Texto apresentado »

------------------------

Opinião de Varrão, que reprova as crenças populares e, embora não tenha chegado à crença do verdadeiro Deus, pensa que se deve adorar a um só Deus.

Não é verdade que o próprio Varrão, (dói-nos que ele tenha posto os jogos cénicos na categoria das coisas divinas, embora não por iniciativa própria), quando exorta, em muitas passagens, como homem religioso que era, a que se venerem os deuses, confessa que segue sem convic­ ção pessoal as cerimónias instituídas, como recorda, pela Cidade Ro­mana e que não hesita em confessar que, se tivesse de constituir a cidade de novo, consagraria os deuses e os seus nomes segundo uma regra tirada de preferência da natureza? Mas, como já estava integrada no velho povo, julgou que devia conservar a história dos nomes e sobrenomes tal como tinha sido transmitida. O fim das suas descrições e investigações consiste em levar o povo ao culto, mais do que levá-lo ao desprezo dos deuses.

Por tais palavras, este homem tão arguto dá suficientemente a entender que nem tudo refere porque muitos pormenores não só provocariam o seu desdém como até suscitariam a repulsa do próprio vulgo se não se calassem. Poder-se-ia julgar que o que digo são meras conjecturas minhas, se ele próprio, noutra passagem, ao falar das coisas religiosas, não declarasse abertamente que há muitas coisas verdadeiras de que é inútil instruir o povo, e também muitas que, embora falsas, é vantajoso para o povo tomá-las por verdadeiras. É por isso que os Gregos ocultavam atrás dos muros e no silêncio a celebração de suas iniciações e mistérios.

------------------------

Instrução escrita » Prossiga o texto sobre a opinião de Varrão acerca do culto dos deuses a partir da última frase apresentada. Os registos não têm qualquer papel neste exercício.

Registos fornecidos »
------------------------

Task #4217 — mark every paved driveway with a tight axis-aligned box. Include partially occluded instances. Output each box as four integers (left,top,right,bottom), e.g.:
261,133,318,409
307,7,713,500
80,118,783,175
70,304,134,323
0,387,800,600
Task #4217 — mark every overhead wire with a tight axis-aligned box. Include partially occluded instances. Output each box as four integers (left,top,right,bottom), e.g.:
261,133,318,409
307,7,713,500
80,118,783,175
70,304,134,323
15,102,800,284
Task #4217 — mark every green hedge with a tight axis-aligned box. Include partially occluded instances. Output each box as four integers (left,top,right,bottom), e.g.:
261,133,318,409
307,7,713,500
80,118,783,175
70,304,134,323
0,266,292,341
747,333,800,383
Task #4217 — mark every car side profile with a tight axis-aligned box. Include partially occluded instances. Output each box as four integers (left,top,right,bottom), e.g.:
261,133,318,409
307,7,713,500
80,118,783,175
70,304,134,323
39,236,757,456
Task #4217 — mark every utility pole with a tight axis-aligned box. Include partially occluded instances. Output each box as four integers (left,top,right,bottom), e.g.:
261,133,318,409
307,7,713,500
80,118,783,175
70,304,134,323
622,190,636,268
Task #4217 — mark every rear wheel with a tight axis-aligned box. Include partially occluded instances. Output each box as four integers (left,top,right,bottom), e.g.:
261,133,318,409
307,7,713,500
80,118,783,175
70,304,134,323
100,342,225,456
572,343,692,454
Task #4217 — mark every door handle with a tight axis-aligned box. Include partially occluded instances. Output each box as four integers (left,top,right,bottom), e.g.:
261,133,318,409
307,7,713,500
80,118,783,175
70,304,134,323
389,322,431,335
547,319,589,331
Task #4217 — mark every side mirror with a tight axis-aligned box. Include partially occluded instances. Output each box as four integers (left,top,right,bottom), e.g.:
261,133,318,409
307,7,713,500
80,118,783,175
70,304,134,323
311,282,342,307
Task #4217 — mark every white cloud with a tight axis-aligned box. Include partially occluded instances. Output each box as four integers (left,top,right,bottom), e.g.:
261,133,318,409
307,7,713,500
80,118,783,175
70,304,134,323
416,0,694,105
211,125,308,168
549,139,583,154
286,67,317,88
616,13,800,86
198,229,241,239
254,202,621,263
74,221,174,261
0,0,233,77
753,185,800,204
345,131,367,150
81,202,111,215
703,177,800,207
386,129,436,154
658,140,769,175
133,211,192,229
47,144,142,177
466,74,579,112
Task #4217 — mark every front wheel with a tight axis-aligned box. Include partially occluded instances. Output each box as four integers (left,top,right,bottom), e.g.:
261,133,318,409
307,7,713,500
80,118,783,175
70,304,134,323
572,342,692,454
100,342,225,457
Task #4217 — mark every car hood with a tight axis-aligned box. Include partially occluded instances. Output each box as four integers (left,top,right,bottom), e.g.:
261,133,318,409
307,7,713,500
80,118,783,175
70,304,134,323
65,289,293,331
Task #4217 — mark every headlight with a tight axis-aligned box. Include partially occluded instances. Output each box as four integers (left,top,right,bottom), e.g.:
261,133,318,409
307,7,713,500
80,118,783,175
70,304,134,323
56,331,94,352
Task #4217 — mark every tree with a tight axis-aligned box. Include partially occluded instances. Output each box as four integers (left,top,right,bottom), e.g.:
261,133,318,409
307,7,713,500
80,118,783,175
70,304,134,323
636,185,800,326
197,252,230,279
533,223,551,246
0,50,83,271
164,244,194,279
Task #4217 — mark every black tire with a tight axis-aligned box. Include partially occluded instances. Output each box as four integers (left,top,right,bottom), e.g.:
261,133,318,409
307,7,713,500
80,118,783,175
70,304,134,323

------------------------

Resultado do exercício »
Deixou aqui bem patente o que tramam os sabichões para o governo dos povos e das cidades. E nestes logros que se deleitam (de miríficas maneiras) os demónios malignos que detêm em seu poder tanto enganadores como enganados e de cuja dominação só os pode libertar a graça de Deus por Jesus Cristo Senhor Nosso.

Diz ainda o mesmo argutíssimo e doutíssimo escritor que lhe parece que só compreendem a natureza de Deus os que crêem que ele é uma alma que dirige o universo com movimentos e com leis. Por isso, embora ainda não estivesse na posse da verdade (pois o verdadeiro Deus não é uma alma, mas o criador e autor da alma), todavia, se pudesse estar livre dos preconceitos tradicionais, teria proclamado e recomendado o culto a um só Deus, governador do mundo a que imprime movimento e fixa leis. E assim não restaria acerca deste assunto senão uma questão: a de ele dizer que Deus é uma alma em vez de criador da alma.

Diz também que, durante mais de cento e setenta anos, os antigos romanos adoraram os deuses sem representações. Diz ele:

Se isto se mantivesse até agora, o culto dos deuses teria sido mais puro.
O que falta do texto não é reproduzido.